> What the exercise asks: Rename "cream cheese" as "goat cheese" in the lines that start with the line containing "of the cream" and run through the line containing "Target: cream cheese spread on bread". Reproduce only those lines, with nothing else changed.

-- begin Data entries --

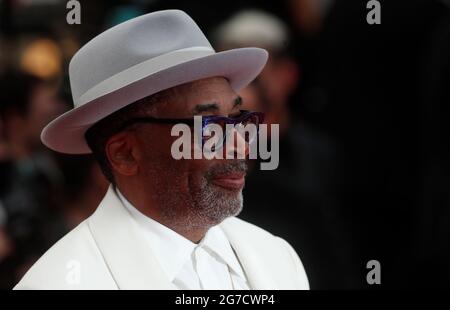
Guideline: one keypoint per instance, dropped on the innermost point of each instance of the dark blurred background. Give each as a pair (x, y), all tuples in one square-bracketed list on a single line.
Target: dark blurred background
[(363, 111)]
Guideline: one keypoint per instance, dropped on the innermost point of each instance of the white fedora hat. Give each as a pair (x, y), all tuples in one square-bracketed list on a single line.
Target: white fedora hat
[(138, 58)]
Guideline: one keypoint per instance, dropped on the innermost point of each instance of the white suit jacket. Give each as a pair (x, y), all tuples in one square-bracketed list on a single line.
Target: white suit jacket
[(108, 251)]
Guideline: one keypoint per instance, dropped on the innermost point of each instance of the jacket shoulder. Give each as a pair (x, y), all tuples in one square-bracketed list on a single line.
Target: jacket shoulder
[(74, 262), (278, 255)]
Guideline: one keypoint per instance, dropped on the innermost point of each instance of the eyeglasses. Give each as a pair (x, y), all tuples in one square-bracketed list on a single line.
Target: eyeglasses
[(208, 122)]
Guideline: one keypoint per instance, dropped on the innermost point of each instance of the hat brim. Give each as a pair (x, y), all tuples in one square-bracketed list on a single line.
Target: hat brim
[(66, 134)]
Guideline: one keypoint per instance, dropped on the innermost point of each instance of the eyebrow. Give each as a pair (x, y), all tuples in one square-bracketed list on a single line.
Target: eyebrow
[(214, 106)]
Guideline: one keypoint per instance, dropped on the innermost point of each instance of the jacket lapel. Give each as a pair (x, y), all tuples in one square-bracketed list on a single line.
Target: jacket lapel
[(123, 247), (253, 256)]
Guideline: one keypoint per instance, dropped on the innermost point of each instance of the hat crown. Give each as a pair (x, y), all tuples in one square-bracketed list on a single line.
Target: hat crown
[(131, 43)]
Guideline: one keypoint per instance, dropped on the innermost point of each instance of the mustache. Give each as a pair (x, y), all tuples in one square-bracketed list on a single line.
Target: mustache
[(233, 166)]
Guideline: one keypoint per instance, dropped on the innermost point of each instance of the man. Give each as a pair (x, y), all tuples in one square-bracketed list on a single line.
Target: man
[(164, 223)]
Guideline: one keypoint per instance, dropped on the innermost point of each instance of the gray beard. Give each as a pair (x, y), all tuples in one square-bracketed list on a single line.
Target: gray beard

-- end Data entries --
-- begin Data entries --

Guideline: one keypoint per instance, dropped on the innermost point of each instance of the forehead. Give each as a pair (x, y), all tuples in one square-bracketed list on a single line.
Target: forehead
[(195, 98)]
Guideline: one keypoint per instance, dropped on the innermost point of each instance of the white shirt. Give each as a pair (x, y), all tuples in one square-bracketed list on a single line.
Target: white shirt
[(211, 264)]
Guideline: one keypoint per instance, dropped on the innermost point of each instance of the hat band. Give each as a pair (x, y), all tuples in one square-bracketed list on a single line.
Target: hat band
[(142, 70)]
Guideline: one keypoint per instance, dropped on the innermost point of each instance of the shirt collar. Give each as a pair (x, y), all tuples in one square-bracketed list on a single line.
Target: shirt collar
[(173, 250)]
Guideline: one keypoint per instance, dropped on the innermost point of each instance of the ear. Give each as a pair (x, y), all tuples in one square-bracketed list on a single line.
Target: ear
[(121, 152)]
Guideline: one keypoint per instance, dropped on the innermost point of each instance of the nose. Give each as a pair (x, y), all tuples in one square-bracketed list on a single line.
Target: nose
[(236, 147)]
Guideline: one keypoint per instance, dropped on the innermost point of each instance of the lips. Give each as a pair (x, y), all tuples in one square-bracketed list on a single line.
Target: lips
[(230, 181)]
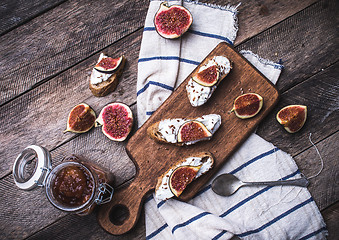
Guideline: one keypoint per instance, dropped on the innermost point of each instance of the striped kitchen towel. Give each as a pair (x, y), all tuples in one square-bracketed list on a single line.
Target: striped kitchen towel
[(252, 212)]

-- end Data entries --
-- begin Data entries --

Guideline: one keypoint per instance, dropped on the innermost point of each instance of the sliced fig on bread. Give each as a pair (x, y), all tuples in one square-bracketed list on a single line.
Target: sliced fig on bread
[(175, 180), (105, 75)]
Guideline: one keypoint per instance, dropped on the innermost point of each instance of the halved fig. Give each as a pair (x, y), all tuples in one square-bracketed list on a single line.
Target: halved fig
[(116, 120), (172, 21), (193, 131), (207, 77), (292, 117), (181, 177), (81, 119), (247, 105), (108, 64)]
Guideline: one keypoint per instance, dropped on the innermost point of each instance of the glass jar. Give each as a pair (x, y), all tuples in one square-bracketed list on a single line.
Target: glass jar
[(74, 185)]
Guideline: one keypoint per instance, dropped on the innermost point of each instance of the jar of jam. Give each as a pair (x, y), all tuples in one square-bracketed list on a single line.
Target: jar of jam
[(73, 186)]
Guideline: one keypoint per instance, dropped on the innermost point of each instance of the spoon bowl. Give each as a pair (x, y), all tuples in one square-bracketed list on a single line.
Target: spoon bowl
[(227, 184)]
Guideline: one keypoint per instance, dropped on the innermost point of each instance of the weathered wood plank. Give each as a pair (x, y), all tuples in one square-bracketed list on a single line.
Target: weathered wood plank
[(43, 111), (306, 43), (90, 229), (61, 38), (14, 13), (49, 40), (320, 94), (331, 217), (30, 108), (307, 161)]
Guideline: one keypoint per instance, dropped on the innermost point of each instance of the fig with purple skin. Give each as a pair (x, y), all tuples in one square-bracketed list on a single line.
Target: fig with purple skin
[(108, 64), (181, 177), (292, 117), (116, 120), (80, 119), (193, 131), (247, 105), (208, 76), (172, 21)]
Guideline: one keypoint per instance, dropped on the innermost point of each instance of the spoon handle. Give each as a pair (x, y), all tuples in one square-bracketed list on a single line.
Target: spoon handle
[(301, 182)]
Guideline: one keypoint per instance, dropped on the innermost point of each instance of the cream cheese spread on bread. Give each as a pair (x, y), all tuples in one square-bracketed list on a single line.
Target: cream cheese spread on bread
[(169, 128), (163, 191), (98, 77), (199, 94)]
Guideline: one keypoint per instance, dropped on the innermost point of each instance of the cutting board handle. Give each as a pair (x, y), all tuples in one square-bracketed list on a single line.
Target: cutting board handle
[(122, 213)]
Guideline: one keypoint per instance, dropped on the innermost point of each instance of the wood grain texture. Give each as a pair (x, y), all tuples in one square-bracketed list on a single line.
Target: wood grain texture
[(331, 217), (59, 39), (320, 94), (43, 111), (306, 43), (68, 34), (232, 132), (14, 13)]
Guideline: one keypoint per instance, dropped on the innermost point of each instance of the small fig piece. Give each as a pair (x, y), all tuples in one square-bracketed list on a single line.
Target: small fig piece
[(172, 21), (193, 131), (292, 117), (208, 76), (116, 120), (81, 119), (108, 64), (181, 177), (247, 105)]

-- end Data entries --

> Correct output:
Guideline: one keypoint per instance, dropped on the innermost point of each instance of the goat cheese spread on bread. Give each as a pair (x, y), all tuples in one square-bracketed list on a single line.
Target: goat cheese spread on bread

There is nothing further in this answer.